TASK LIST:
a. Repeat everything from "Thank you, I" down to "none the wiser." in the forum thread on Persian words for "justify," word for word.
b. Rewrite everything in the records from the line containing "Q: Locate the handbag" down through the end of the records, replacing "drooping" with "wilted" and leaving all else unchanged. Give only those lines.

PASSAGE GIVEN:
########################################

Thank you, I haven’t forgotten فرنود which is a perfect Persian word for ‘reason’, پاسخ certainly covers some of the requirements, although پاسخ lacks the ‘attempt to put right’ aspect in justify.

I have not heard دسته درکردن, if it is or can be used the way you have described, then perfect, let’s hope the expression was not formed for inappropriate situations, or it does not sound inappropriate, but we will know when we find more about it, or maybe we find another one just as good.

A quick scan online found nothing for دسته درکردن  but to me one meaning is, driving the blade in as far as the handle, but I can’t reconcile that with the question at hand, nor can I with the opposite possibility i.e. pulling out the blade by the handle, there’s also the possibility that it is دست and not دسته, if it is دست در کردن it could be referring to a hand gesture, either way I am none the wiser.


----------



## mannoushka

PersoLatin said:


> [...] let’s hope the expression was not formed for inappropriate situations, [...]


Who knows what it literally applied to originally!  I have certainly been using it in innocuous situations forever. Imagine you are trying to fit a frying pan inside a modest-sized bag. Putting the body of the pan in the bag is done easily enough, but the handle is sticking out, and you wonder how you are going to get the handle through. With _dar_ being what it is, ie a contradiction of its own self, the imaginary situation may as well be reimagined in reverse. You are trying to take a pan out, etc. But I am only guessing, of course.


----------



## mannoushka

تو این رفتار را چه‌گونه می‌گنجانی؟
Positively outrageous, this one. I do take it back, no comment necessary!


----------



## PersoLatin

I though of راستان شدن/کردن for “to justify & to be justified”, using the causative suffix on راست (as the present stem of the non-existent verb راستیدن)

########################################

GIVEN INFORMATION:
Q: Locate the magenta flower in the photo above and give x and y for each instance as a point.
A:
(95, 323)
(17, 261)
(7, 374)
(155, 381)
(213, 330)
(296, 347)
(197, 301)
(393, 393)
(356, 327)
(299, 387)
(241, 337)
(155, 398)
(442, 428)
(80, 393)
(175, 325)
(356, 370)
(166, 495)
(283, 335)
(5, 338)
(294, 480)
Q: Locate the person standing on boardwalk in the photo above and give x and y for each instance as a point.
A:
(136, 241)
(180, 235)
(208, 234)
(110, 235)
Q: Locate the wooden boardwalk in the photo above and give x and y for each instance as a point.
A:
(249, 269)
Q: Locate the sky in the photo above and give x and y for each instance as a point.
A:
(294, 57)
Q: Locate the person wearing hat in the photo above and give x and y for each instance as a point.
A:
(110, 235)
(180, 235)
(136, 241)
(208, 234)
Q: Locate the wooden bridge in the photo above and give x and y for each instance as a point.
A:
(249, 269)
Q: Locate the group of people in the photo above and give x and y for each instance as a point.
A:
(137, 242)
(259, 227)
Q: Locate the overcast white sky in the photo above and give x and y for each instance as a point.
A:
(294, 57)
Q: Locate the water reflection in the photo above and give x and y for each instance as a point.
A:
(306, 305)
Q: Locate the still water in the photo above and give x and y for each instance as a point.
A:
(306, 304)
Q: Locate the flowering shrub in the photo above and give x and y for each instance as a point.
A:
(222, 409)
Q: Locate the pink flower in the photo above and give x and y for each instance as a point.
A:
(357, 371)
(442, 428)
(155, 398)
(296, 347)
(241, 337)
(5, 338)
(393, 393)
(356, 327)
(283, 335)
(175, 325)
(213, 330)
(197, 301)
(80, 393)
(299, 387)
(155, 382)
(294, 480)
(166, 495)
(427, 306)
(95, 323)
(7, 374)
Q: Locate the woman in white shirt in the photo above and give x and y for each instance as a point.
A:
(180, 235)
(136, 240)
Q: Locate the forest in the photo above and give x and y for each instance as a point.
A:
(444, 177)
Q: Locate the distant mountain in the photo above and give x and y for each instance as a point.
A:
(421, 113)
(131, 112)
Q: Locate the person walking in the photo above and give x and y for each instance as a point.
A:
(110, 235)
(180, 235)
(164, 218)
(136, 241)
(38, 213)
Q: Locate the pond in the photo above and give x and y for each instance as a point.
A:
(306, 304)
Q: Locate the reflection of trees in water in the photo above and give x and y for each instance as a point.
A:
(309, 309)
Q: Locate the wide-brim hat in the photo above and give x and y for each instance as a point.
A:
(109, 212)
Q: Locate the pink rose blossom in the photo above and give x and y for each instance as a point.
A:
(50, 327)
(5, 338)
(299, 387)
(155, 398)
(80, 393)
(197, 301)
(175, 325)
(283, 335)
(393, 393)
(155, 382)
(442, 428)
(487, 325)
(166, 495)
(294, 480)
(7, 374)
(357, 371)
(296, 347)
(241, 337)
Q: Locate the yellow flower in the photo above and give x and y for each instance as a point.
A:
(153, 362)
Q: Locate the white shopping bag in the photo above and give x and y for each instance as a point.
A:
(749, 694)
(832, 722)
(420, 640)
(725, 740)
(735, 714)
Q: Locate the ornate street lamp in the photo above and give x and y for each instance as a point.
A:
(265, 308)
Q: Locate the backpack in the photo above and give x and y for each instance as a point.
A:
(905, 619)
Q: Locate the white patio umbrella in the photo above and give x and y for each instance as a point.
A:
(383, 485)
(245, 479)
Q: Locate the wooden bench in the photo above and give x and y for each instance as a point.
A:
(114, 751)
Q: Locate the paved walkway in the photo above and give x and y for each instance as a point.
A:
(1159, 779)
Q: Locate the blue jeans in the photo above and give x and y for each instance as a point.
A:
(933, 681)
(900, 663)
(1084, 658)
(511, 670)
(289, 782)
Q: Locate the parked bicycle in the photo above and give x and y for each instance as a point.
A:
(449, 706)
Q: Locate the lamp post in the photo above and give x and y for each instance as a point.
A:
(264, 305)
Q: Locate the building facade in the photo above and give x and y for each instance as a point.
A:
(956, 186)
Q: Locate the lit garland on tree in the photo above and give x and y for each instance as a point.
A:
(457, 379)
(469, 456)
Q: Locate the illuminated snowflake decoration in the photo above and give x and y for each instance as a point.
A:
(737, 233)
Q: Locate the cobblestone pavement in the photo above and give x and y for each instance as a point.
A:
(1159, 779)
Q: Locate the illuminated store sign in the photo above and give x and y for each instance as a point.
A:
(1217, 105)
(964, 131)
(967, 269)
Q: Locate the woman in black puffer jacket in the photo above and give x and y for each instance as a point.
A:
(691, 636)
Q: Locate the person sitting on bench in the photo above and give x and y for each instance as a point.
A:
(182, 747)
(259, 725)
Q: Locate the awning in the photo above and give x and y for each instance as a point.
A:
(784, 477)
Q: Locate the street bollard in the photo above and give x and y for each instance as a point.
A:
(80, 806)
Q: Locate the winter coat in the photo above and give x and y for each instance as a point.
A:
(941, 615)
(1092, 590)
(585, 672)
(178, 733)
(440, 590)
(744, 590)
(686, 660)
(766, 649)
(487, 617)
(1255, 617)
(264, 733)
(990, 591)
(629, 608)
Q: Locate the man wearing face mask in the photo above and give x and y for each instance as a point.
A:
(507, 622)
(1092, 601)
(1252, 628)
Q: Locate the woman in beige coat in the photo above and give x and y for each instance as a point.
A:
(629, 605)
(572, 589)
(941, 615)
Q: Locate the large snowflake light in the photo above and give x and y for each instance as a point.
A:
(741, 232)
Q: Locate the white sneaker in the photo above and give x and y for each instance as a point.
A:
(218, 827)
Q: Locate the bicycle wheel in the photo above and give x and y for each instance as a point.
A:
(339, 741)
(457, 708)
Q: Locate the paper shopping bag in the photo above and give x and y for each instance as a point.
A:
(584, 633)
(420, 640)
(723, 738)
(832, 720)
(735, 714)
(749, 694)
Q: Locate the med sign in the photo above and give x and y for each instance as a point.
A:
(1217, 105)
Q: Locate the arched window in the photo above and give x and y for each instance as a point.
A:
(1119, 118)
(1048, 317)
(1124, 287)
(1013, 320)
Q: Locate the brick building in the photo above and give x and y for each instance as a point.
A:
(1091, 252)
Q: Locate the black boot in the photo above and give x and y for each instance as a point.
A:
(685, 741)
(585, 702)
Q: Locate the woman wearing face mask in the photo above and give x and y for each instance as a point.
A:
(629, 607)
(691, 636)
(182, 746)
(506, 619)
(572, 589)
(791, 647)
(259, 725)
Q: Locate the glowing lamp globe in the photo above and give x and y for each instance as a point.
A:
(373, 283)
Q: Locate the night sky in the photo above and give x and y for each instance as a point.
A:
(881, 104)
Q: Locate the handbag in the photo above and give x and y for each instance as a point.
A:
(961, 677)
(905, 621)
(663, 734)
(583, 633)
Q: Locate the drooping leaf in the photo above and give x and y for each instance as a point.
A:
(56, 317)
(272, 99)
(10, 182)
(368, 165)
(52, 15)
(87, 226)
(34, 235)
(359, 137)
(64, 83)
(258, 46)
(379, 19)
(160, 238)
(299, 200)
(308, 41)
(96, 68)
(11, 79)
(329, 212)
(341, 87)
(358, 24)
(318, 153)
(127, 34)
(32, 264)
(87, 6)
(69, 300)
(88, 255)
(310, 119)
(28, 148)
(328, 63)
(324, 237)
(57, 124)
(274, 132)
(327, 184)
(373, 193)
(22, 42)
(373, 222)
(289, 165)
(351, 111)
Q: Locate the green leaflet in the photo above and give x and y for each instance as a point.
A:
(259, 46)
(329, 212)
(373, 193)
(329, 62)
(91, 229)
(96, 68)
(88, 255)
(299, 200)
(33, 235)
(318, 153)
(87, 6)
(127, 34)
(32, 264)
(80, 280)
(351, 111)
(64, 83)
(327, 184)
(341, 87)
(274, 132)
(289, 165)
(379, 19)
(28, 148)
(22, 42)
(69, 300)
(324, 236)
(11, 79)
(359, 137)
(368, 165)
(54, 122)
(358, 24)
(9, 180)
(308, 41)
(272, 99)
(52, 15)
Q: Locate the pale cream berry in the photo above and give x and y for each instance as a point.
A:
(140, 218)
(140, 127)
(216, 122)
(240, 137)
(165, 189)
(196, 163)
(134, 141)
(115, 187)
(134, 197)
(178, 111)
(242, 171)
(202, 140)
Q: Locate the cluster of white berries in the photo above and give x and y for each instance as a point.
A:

########################################

RESPONSES PER TASK:
a.
Thank you, I haven’t forgotten فرنود which is a perfect Persian word for ‘reason’, پاسخ certainly covers some of the requirements, although پاسخ lacks the ‘attempt to put right’ aspect in justify.

I have not heard دسته درکردن, if it is or can be used the way you have described, then perfect, let’s hope the expression was not formed for inappropriate situations, or it does not sound inappropriate, but we will know when we find more about it, or maybe we find another one just as good.

A quick scan online found nothing for دسته درکردن  but to me one meaning is, driving the blade in as far as the handle, but I can’t reconcile that with the question at hand, nor can I with the opposite possibility i.e. pulling out the blade by the handle, there’s also the possibility that it is دست and not دسته, if it is دست در کردن it could be referring to a hand gesture, either way I am none the wiser.

b.
Q: Locate the handbag in the photo above and give x and y for each instance as a point.
A:
(961, 677)
(905, 621)
(663, 734)
(583, 633)
Q: Locate the wilted leaf in the photo above and give x and y for each instance as a point.
A:
(56, 317)
(272, 99)
(10, 182)
(368, 165)
(52, 15)
(87, 226)
(34, 235)
(359, 137)
(64, 83)
(258, 46)
(379, 19)
(160, 238)
(299, 200)
(308, 41)
(96, 68)
(11, 79)
(329, 212)
(341, 87)
(358, 24)
(318, 153)
(127, 34)
(32, 264)
(87, 6)
(69, 300)
(88, 255)
(310, 119)
(28, 148)
(328, 63)
(324, 237)
(57, 124)
(274, 132)
(327, 184)
(373, 193)
(22, 42)
(373, 222)
(289, 165)
(351, 111)
Q: Locate the green leaflet in the photo above and give x and y for each instance as a point.
A:
(259, 46)
(329, 212)
(373, 193)
(329, 62)
(91, 229)
(96, 68)
(88, 255)
(299, 200)
(33, 235)
(318, 153)
(87, 6)
(127, 34)
(32, 264)
(80, 280)
(351, 111)
(64, 83)
(327, 184)
(341, 87)
(274, 132)
(289, 165)
(379, 19)
(28, 148)
(22, 42)
(69, 300)
(324, 236)
(11, 79)
(359, 137)
(368, 165)
(54, 122)
(358, 24)
(9, 180)
(308, 41)
(272, 99)
(52, 15)
Q: Locate the pale cream berry in the photo above and give x and y for each instance as a point.
A:
(140, 218)
(140, 127)
(216, 122)
(240, 137)
(165, 189)
(196, 163)
(134, 141)
(115, 187)
(134, 197)
(178, 111)
(242, 171)
(202, 140)
Q: Locate the cluster of white berries in the photo above and give x and y for each instance as a point.
A:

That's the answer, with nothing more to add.